Excerpted data:

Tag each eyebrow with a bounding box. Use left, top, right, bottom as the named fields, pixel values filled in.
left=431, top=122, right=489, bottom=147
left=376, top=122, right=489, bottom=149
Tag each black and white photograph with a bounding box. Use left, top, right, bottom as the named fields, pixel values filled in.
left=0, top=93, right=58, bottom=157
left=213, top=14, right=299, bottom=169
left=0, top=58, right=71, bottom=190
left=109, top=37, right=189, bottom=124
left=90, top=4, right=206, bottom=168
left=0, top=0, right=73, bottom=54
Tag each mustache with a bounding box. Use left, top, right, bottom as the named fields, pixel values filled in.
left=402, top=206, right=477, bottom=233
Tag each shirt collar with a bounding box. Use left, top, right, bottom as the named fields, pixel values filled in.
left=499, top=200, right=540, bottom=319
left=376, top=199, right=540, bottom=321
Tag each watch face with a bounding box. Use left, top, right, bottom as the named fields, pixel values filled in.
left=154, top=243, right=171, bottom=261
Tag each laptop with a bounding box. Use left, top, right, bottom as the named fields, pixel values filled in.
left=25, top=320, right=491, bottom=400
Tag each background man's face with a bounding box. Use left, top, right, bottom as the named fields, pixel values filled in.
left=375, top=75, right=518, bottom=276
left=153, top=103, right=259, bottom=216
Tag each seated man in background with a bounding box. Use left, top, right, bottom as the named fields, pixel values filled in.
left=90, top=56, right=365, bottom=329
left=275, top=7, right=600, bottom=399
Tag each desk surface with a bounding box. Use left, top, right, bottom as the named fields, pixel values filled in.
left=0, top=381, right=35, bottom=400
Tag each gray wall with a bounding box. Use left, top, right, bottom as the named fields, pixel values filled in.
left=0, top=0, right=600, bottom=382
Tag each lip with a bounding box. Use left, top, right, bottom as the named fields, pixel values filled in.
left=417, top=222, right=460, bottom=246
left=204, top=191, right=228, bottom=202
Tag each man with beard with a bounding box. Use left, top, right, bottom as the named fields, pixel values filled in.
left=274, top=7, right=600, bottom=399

Given instruction:
Begin at the line containing "Tag each background" and reproduce each line through the end of the records above.

Written response:
Tag each background man's face with a bounding box. Use left, top, right, bottom as the named fields, pixel values filled in.
left=375, top=75, right=518, bottom=276
left=153, top=103, right=259, bottom=216
Tag each seated man in background with a bounding box. Use left, top, right, bottom as the named fields, pixel values filled in.
left=90, top=56, right=365, bottom=329
left=275, top=7, right=600, bottom=399
Tag each desk surface with a bounding box. Use left, top, right, bottom as the named fields, pixel values filled in.
left=0, top=381, right=35, bottom=400
Tag each gray wall with a bounding box. Use left, top, right, bottom as the named fields, pixel values filled in.
left=0, top=0, right=600, bottom=382
Tag each lip with a bounding box. Use left, top, right, bottom as the named fields, pixel values filled in.
left=417, top=222, right=460, bottom=246
left=204, top=191, right=228, bottom=202
Tag each man with beard with a bounding box. Use left, top, right, bottom as the named fields, pixel values filled in.
left=274, top=7, right=600, bottom=399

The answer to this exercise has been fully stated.